Source text:
^^^^^^^^

A grant from the National Science Foundation (NSF) is helping a multi-disciplinary team at Hope College explore the possibility of taking from the lab to the marketplace a new test for identifying widely used compounds that are increasingly scrutinized for their environmental impact.

The award through the NSF’s Innovation Corps (I-Corps) program is supporting the Hope group in exploring demand for a rapid screening test it developed to detect the presence of per- and polyfluorinated compounds (PFCs) in consumer products.  The new method reduces the time it takes to test a sample from days to minutes.

The initiative is led by Dr. Graham Peaslee, who is the Elmer E. Hartgerink Professor of Chemistry, Schaap Research Fellow and professor of geology/environmental science, and includes Dr. Peter Boumgarden, assistant professor of management; and graduating Hope senior Evelyn Ritter, a mechanical engineering major from Libertyville, Illinois, who has been active in entrepreneurship programs through the college’s Center for Faithful Leadership.

“There aren’t many schools that could pursue a project like this on their own, especially not small schools like Hope,” said Peaslee, who co-leads the Hope research team that developed the testing process.  “It’s possible here because of the strength and breadth of our programs, and the emphasis that Hope places on collaboration between disciplines.”

PFCs are encountered in multiple products used regularly.  After more than 50 years in existence, they are also found in places not intended.

“Generally PFCs are used in stain- or water-resistant applications, such as outdoor clothing, food packaging, and non-stick coatings on carpets and upholstery, although new PFCs are becoming prevalent in cosmetics and low-odor paints,” Peaslee said.

“PFCs in consumer products have come under increasing scrutiny recently, because of their persistence in the environment and the ability to bioaccumulate,” he said.  “You even see it in polar bear blood.  If you’re getting it in polar bears, you’re getting it everywhere in the food chain.”  A 2003-04 study of people in the U.S. found PFCs in the blood of 98 percent of those tested.

“Clearly, this is an emerging chemical class of concern, and efforts have begun to monitor its prevalence in both the environment and in human exposure pathways,” he said.

According to Peaslee, researchers around the world continue to study the impact of PFCs on animals and humans.  He noted that some studies have found probable links between high exposure to PFCs and diseases such as kidney cancer, testicular cancer, ulcerative colitis, thyroid disease, pregnancy induced hypertension and hypercholesterolemia.

^^^^^^^^

Dataset entries:

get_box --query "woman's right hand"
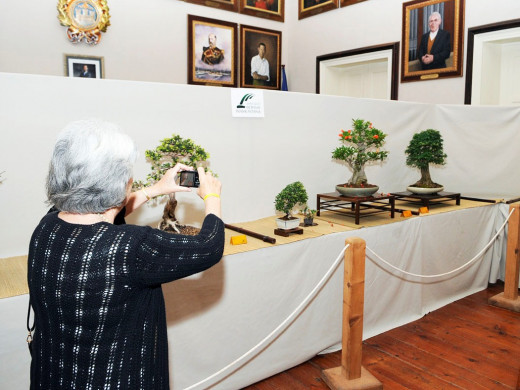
[197,167,222,218]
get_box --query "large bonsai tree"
[405,129,448,188]
[274,181,309,219]
[332,119,388,187]
[138,134,209,234]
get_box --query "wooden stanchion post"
[489,203,520,312]
[322,237,383,390]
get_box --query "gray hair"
[46,120,137,214]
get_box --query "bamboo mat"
[0,199,491,299]
[0,256,29,298]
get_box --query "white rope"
[184,245,349,390]
[367,209,515,278]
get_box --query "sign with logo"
[231,88,265,118]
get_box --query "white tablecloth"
[0,205,507,390]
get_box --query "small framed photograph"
[240,0,285,22]
[240,25,282,89]
[64,54,105,79]
[184,0,240,12]
[401,0,464,82]
[188,15,238,87]
[298,0,339,19]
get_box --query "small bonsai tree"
[332,119,388,187]
[405,129,448,188]
[137,134,209,234]
[274,181,309,220]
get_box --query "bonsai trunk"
[159,193,180,233]
[413,166,438,188]
[348,166,367,185]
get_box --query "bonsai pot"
[303,217,314,226]
[336,184,379,197]
[406,186,444,195]
[276,217,300,230]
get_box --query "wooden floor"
[246,284,520,390]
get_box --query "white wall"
[286,0,520,104]
[0,73,520,257]
[0,0,289,84]
[0,0,520,104]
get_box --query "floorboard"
[245,282,520,390]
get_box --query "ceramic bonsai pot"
[336,185,379,197]
[276,217,300,230]
[406,186,444,195]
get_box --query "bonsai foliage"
[405,129,447,188]
[134,134,209,188]
[274,181,309,219]
[332,119,388,187]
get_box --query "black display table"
[390,191,460,208]
[316,191,395,225]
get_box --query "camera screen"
[179,171,199,187]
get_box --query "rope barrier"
[184,245,349,390]
[367,209,515,279]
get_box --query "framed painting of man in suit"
[401,0,464,82]
[64,54,105,79]
[240,25,282,89]
[188,15,238,87]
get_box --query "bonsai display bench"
[316,191,395,225]
[390,191,460,208]
[274,228,303,237]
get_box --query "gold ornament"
[57,0,110,45]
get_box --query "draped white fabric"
[0,205,508,390]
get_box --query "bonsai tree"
[405,129,448,188]
[133,134,213,234]
[332,119,388,187]
[274,181,309,220]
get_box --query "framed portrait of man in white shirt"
[240,25,282,89]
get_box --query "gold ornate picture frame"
[57,0,110,45]
[240,0,285,22]
[401,0,464,82]
[188,15,238,87]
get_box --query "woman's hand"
[146,163,193,198]
[197,167,222,218]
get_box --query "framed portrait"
[240,25,282,89]
[240,0,285,22]
[64,54,105,79]
[401,0,464,82]
[339,0,367,7]
[188,15,238,87]
[184,0,240,12]
[298,0,339,19]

^^^^^^^^

Required action 1:
Translate into Spanish this sentence from the article on the Hope College test for PFCs: "The new method reduces the time it takes to test a sample from days to minutes."
Required action 2:
Continue the article on the Hope College test for PFCs from the point where it ends.

Result 1:
El nuevo método reduce el tiempo necesario para analizar una muestra de días a minutos.

Result 2:
Testing might serve a variety of purposes.  For example, a manufacturer might wish to confirm whether or not raw materials contain a PFC, or an organization might wish to determine whether or not a product that it plans to purchase contains a PFC.

Typically, the team explained, such testing has required the use of extensive laboratory work including solvent extraction, liquid chromatography and tandem mass spectroscopy that require days to complete.  The method developed at Hope uses the college’s particle accelerator to check within a few minutes for a single chemical, fluorine, that is found in PFCs.  Because fluorine rarely occurs elsewhere at such levels, its presence indicates the presence of a PFC.

“The proposed tool can revolutionize the testing industry with respect to testing for PFCs in consumer products and environmental samples,” said Boumgarden, whose research focuses on innovation in organizations, including the development of new technology, and who serves as a consultant for a variety of external groups and companies.  “This model will allow more manufacturers, retailers, regulatory agencies and consumer groups to test for PFCs that represent a risk to human health.”

The method does require the use of a particle accelerator, which isn’t a common instrument.  Peaslee estimates that there are approximately 60 of them in the U.S., a dozen of which could easily accommodate the type of work involved.

“It means that there’s an opportunity for people that have accelerators to provide this kind of service, which could then provide a revenue stream for those particular institutions,” Boumgarden said.  “The process as a whole creates a mutually beneficial link between the university and the market, a value that might extend eventually beyond PFC-testing alone.”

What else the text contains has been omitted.